Source data
>>>>>

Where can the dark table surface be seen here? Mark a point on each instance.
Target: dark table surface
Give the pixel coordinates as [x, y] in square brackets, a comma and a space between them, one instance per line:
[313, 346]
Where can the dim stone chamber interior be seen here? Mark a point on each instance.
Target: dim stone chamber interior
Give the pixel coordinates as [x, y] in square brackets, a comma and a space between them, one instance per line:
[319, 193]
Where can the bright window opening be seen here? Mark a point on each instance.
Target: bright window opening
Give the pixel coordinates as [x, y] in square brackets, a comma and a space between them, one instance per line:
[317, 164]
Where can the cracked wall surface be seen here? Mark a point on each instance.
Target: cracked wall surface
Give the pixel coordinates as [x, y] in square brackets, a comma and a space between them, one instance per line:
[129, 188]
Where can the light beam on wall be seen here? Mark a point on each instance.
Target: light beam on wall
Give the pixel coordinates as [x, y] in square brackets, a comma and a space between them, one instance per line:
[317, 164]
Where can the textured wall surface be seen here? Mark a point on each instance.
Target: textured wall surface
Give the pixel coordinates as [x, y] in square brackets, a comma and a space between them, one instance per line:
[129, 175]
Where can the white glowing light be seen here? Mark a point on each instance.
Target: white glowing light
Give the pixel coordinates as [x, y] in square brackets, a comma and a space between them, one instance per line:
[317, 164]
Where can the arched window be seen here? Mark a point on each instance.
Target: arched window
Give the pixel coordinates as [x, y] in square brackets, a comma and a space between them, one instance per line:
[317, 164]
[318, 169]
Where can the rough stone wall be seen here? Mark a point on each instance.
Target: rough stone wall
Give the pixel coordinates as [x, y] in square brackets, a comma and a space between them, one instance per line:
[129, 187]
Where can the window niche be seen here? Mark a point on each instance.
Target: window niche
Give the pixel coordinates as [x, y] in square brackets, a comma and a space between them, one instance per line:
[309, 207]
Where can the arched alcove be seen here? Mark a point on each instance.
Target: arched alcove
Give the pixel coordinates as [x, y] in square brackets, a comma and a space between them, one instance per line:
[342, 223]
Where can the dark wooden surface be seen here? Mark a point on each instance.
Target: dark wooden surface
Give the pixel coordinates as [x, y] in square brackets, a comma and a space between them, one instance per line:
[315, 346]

<<<<<

### INSTRUCTIONS FOR THE TASK
Render every line of the listing above as a Markdown table with the columns Row and Text, giving each line a sequential row number and skipping blank lines.

### SOLUTION TO THIS EXERCISE
| Row | Text |
|---|---|
| 1 | Where can the dark table surface be seen here? Mark a point on each instance. |
| 2 | Target: dark table surface |
| 3 | Give the pixel coordinates as [x, y] in square brackets, a comma and a space between them, one instance per line: |
| 4 | [313, 346] |
| 5 | Where can the dim stone chamber interior be seen here? Mark a point on each instance. |
| 6 | Target: dim stone chamber interior |
| 7 | Give the pixel coordinates as [x, y] in square brackets, a comma and a space between them, one instance per line: |
| 8 | [319, 193] |
| 9 | Where can the bright window opening be seen here? Mark a point on each instance. |
| 10 | Target: bright window opening |
| 11 | Give the pixel coordinates as [x, y] in square brackets, a comma and a space between them, one instance per line: |
| 12 | [317, 164] |
| 13 | Where can the cracked wall surface be seen here? Mark a point on each instance. |
| 14 | Target: cracked wall surface |
| 15 | Give the pixel coordinates as [x, y] in square brackets, a comma and a space between them, one instance per line: |
| 16 | [129, 188] |
| 17 | Where can the light beam on wall be seen here? Mark a point on each instance. |
| 18 | Target: light beam on wall |
| 19 | Give the pixel coordinates as [x, y] in square brackets, a comma and a space between them, one instance per line: |
| 20 | [317, 164] |
| 21 | Where can the textured wall surface be seen here? Mark a point on each instance. |
| 22 | Target: textured wall surface |
| 23 | Give the pixel coordinates as [x, y] in square brackets, a comma and a space between them, one instance per line: |
| 24 | [129, 175] |
| 25 | Where can the white glowing light be seen here? Mark a point on each instance. |
| 26 | Target: white glowing light |
| 27 | Give the pixel coordinates as [x, y] in square brackets, a comma and a space between them, one instance per line: |
| 28 | [317, 164] |
| 29 | Where can the arched window be seen here? Mark a point on each instance. |
| 30 | Target: arched window |
| 31 | Give the pixel coordinates as [x, y] in square brackets, a comma and a space between them, one instance per line: |
| 32 | [317, 164] |
| 33 | [318, 169] |
| 34 | Where can the rough stone wall be seen here? Mark a point on each instance. |
| 35 | Target: rough stone wall |
| 36 | Give the pixel coordinates as [x, y] in square brackets, a comma and a space between them, one instance per line: |
| 37 | [129, 187] |
| 38 | Where can the window niche be seen here? Mark a point on each instance. |
| 39 | Target: window niche |
| 40 | Give the pixel coordinates as [x, y] in square brackets, a comma and a space between them, one instance per line: |
| 41 | [309, 207] |
| 42 | Where can the arched alcove be seen here? Mark a point on each instance. |
| 43 | Target: arched alcove |
| 44 | Give the pixel coordinates as [x, y] in square brackets, a comma and a space between them, one instance per line: |
| 45 | [342, 223] |
| 46 | Where can the dark wooden surface be seen here? Mark a point on each instance. |
| 47 | Target: dark wooden surface |
| 48 | Give the pixel coordinates as [x, y] in square brackets, a comma and a space between them, one instance per line: |
| 49 | [315, 346] |